## Teks Kutipan
------------------------------

Legislasi Indonesia Masih Pro Penyiksaan
Aktual

Legislasi Indonesia Masih Pro Penyiksaan

Oleh:
RED
Bacaan 2 Menit
Legislasi Indonesia Masih Pro Penyiksaan
Hukumonline
Hampi 16 Tahun sudah Indonesia meratifikasi Konvensi Anti Penyiksaan, namun sampai dengan saat ini  peraturan perundang-undangan di Indonesia masih Pro Penyiksaan. Working Group on the Advocacy Against Torture (WGAT)melihat bahwa  Indonesia sampai saat ini tidak memiliki regulasi yang secara khusus mengatur penegakan dan penghukuman bagi pelaku-pelaku penyiksaan.

Indonesia justru masih memiliki berbagai aturan yang pro penyiksaan, misalnya beberapa qanun di Aceh yang masih memiliki hukuman yang berifat “corporal punishment”, aturan dalam UU terorisme dan UU Narkotika yang masih memungkinkan dilakukan penangkapan/penahanan “in comunicado”, dan di samping itu masih banyak regulasi yang mengijinkan jangka waktu penahanan yang cukup lama.

------------------------------

## Entri yang Disediakan

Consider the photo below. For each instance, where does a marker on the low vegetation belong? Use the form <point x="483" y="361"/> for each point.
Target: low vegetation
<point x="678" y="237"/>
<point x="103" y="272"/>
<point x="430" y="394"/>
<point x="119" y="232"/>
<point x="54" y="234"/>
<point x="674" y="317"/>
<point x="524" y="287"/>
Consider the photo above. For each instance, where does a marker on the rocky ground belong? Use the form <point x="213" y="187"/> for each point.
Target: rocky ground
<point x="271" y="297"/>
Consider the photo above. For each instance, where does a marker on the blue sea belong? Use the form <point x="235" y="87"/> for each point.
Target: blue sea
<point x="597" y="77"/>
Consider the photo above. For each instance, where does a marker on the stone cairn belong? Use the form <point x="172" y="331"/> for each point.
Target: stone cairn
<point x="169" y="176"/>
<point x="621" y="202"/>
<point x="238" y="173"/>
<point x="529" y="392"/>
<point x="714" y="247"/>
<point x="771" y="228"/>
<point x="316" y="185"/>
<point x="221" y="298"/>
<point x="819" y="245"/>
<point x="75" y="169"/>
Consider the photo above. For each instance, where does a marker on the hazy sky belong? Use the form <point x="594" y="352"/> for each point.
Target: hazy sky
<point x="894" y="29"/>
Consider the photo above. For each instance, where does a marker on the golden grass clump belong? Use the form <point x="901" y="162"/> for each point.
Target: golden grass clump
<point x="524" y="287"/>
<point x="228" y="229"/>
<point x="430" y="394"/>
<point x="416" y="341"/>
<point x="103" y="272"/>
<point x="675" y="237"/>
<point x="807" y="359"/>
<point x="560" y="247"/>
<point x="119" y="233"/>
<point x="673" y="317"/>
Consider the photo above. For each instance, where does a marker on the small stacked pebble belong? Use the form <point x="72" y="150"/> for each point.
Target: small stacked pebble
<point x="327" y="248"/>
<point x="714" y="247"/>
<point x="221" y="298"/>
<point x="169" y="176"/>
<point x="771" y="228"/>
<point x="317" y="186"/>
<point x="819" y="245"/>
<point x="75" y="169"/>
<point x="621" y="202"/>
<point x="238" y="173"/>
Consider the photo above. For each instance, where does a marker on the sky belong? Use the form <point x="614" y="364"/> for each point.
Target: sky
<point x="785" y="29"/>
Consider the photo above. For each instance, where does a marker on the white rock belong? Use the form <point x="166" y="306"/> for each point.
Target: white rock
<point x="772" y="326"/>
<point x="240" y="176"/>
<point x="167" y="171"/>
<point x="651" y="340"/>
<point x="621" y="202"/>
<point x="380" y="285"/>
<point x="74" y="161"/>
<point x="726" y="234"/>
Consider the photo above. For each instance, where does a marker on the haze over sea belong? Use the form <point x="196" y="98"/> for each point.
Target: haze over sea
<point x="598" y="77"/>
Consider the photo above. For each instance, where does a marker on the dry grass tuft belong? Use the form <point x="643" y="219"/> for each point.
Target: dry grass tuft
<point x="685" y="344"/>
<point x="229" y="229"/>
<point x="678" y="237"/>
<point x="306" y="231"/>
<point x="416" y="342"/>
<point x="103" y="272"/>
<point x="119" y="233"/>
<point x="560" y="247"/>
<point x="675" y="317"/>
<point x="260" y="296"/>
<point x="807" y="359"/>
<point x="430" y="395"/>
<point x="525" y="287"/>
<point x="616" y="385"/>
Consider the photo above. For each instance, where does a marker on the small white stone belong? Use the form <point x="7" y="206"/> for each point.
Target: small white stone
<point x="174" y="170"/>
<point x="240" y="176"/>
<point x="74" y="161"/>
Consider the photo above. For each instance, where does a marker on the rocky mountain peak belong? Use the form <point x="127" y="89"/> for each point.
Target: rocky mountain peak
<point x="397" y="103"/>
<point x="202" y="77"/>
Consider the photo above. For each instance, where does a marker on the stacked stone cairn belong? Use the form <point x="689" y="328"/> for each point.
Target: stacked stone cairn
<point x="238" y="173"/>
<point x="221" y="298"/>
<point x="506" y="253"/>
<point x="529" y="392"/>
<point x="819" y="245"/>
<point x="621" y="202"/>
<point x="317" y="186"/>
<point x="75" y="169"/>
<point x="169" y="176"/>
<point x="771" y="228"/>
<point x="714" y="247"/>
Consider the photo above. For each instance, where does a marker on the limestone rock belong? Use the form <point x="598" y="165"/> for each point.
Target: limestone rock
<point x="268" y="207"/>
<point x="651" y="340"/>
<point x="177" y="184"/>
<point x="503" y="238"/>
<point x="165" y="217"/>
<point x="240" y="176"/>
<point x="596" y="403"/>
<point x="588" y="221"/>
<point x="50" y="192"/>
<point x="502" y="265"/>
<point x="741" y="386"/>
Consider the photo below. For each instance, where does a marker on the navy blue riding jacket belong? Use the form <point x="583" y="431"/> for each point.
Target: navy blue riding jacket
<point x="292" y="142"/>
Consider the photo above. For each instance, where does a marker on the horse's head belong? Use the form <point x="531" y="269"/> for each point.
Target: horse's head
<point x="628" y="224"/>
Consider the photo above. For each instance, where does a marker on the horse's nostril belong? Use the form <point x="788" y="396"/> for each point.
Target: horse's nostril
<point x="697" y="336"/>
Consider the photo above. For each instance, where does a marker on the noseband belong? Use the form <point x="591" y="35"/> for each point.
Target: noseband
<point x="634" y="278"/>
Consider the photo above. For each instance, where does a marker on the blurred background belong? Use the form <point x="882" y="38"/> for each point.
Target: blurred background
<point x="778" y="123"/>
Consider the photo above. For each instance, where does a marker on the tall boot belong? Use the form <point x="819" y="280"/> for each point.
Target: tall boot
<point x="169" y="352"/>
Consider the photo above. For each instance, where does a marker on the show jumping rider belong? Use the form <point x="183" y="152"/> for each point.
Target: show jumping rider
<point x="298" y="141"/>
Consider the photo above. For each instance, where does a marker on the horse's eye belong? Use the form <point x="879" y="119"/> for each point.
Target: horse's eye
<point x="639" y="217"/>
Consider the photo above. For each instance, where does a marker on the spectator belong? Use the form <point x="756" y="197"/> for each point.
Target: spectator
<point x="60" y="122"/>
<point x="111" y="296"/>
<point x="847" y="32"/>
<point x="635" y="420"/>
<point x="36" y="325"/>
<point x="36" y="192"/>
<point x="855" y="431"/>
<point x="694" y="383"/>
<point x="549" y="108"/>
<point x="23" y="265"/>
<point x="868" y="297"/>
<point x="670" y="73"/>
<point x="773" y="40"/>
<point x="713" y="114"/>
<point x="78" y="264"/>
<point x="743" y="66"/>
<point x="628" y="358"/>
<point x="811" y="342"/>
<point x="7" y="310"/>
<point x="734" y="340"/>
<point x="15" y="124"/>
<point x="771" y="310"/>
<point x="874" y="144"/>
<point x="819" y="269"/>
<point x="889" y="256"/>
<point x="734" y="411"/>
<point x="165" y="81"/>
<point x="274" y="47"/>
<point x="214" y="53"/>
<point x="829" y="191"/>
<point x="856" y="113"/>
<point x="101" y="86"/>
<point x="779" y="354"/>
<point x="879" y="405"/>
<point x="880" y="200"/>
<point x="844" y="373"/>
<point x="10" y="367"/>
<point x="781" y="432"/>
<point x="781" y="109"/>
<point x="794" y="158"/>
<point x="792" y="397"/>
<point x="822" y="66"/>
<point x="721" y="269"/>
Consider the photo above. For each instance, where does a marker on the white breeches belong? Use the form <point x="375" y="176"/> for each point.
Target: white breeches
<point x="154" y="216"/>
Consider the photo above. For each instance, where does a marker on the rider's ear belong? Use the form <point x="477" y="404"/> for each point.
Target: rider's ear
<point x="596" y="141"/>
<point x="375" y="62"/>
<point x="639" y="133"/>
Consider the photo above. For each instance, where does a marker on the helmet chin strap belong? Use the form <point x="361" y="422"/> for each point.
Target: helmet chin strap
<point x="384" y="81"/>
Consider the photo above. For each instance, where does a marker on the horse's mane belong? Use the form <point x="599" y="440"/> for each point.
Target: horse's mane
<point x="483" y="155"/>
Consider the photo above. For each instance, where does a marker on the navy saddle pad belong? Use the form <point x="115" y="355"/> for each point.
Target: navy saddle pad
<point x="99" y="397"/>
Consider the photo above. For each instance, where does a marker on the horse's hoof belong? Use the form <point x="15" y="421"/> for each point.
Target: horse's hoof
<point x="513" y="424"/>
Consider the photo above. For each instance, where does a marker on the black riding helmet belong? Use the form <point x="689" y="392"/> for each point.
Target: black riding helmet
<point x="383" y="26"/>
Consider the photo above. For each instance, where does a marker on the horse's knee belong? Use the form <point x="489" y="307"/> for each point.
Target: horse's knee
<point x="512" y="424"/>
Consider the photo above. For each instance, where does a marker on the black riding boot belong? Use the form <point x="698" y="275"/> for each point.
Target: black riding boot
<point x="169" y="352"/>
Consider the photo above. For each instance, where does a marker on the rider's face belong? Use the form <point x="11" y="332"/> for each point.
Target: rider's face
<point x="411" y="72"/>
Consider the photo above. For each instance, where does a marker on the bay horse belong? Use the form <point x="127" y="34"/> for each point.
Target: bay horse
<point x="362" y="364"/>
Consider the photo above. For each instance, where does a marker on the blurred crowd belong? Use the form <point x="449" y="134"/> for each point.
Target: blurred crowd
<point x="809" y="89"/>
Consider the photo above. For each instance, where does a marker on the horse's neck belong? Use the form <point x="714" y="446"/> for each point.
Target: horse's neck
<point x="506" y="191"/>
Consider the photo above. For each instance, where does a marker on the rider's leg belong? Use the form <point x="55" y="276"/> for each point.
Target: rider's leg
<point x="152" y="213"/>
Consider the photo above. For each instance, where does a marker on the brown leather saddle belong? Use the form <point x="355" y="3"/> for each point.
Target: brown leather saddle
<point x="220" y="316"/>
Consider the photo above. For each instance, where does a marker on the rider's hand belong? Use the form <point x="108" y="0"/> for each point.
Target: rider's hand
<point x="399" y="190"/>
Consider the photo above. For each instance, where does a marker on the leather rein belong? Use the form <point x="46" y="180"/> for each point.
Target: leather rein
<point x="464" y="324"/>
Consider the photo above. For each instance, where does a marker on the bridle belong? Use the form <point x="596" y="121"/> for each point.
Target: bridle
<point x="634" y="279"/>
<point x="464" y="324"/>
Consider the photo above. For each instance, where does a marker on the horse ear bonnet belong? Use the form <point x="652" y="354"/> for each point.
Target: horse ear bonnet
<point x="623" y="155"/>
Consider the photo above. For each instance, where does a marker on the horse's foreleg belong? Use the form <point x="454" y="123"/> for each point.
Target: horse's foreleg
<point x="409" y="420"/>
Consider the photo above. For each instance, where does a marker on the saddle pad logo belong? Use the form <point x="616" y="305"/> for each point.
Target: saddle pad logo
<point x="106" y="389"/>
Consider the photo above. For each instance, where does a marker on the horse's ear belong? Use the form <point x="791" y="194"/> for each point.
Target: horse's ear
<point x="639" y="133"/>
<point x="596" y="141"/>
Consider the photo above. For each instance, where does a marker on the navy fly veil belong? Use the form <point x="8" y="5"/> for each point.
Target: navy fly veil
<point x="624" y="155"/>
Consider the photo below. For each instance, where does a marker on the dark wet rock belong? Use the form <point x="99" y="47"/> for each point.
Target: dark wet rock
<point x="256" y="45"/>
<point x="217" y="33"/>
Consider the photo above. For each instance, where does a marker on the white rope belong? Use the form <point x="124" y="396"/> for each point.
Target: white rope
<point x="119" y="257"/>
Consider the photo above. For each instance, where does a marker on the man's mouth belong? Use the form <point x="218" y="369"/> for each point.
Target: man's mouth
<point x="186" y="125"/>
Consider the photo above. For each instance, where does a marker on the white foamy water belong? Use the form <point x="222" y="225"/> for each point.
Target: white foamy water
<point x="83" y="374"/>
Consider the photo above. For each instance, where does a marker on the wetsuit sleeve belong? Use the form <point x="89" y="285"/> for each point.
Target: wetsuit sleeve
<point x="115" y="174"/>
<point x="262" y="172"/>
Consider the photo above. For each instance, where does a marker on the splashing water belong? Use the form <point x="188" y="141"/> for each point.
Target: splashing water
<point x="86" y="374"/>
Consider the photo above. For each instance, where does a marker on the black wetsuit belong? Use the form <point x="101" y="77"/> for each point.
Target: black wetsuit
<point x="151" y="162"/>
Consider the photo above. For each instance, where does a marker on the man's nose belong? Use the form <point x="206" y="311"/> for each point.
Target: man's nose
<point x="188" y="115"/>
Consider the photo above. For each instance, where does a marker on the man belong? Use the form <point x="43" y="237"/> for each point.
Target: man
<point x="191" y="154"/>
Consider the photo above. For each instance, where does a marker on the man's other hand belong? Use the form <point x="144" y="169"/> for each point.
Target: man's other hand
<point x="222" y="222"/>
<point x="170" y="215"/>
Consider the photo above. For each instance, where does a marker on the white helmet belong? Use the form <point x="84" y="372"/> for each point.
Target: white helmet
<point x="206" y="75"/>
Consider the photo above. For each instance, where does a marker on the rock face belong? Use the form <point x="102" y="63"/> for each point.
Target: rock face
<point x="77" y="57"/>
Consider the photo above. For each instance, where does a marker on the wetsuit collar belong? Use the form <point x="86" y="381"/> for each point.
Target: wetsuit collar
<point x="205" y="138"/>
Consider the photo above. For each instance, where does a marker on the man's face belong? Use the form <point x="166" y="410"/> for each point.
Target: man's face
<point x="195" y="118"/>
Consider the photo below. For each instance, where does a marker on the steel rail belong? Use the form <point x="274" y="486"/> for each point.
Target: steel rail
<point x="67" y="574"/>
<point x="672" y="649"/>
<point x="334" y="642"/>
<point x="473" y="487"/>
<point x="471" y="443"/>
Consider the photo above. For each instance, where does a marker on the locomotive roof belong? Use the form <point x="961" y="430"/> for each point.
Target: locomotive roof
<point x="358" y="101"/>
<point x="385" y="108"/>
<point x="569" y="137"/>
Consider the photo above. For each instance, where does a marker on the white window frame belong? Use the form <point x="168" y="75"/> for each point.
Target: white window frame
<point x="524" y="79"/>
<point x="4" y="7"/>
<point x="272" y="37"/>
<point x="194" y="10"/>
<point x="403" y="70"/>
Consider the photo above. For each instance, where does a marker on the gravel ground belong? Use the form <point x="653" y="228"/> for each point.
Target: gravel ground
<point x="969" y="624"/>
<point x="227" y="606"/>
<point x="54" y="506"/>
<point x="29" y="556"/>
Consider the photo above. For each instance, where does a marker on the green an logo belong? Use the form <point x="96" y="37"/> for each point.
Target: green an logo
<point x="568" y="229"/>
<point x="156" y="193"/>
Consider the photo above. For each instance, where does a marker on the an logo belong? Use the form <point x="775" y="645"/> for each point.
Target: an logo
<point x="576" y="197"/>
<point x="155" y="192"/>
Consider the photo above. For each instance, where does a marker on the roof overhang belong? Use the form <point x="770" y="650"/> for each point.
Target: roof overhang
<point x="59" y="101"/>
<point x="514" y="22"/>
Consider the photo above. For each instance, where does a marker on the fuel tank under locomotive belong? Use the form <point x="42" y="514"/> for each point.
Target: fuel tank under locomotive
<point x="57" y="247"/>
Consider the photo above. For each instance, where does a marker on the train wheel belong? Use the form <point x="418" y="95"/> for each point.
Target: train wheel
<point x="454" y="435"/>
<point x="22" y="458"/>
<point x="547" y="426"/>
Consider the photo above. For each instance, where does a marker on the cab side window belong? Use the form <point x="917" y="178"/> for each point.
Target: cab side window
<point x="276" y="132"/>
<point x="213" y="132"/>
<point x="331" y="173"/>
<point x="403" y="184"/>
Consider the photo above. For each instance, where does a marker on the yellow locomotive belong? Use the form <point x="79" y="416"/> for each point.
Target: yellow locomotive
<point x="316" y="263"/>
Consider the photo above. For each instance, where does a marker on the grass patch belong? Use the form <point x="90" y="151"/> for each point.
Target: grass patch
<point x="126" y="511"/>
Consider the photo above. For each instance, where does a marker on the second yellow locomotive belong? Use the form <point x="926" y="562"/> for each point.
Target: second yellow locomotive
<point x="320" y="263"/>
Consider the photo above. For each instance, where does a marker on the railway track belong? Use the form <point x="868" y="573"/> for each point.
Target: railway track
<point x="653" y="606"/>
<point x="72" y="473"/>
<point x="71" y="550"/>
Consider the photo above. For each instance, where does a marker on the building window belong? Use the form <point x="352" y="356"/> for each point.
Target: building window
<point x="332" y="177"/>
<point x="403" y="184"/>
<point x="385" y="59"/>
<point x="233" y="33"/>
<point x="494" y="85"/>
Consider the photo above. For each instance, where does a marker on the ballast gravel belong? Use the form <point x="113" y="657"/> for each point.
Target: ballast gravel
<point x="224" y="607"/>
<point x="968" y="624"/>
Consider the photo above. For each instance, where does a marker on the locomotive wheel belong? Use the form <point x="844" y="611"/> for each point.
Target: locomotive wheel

------------------------------

## Rumusan Tugas 1
Tuliskan kembali secara persis bagian teks tentang legislasi Indonesia yang pro penyiksaan, mulai dari "Indonesia justru masih" sampai dengan "yang cukup lama.", termasuk kedua bagian tersebut.
## Rumusan Tugas 2
Sebutkan jumlah baris entri yang memuat kata "nostril", dengan membedakan huruf besar dan huruf kecil. Berikan angkanya saja.
Teks dan entri di atas tidak memiliki keterkaitan satu sama lain.

## Jawaban Latihan 1
Indonesia justru masih memiliki berbagai aturan yang pro penyiksaan, misalnya beberapa qanun di Aceh yang masih memiliki hukuman yang berifat “corporal punishment”, aturan dalam UU terorisme dan UU Narkotika yang masih memungkinkan dilakukan penangkapan/penahanan “in comunicado”, dan di samping itu masih banyak regulasi yang mengijinkan jangka waktu penahanan yang cukup lama.

## Jawaban Latihan 2
2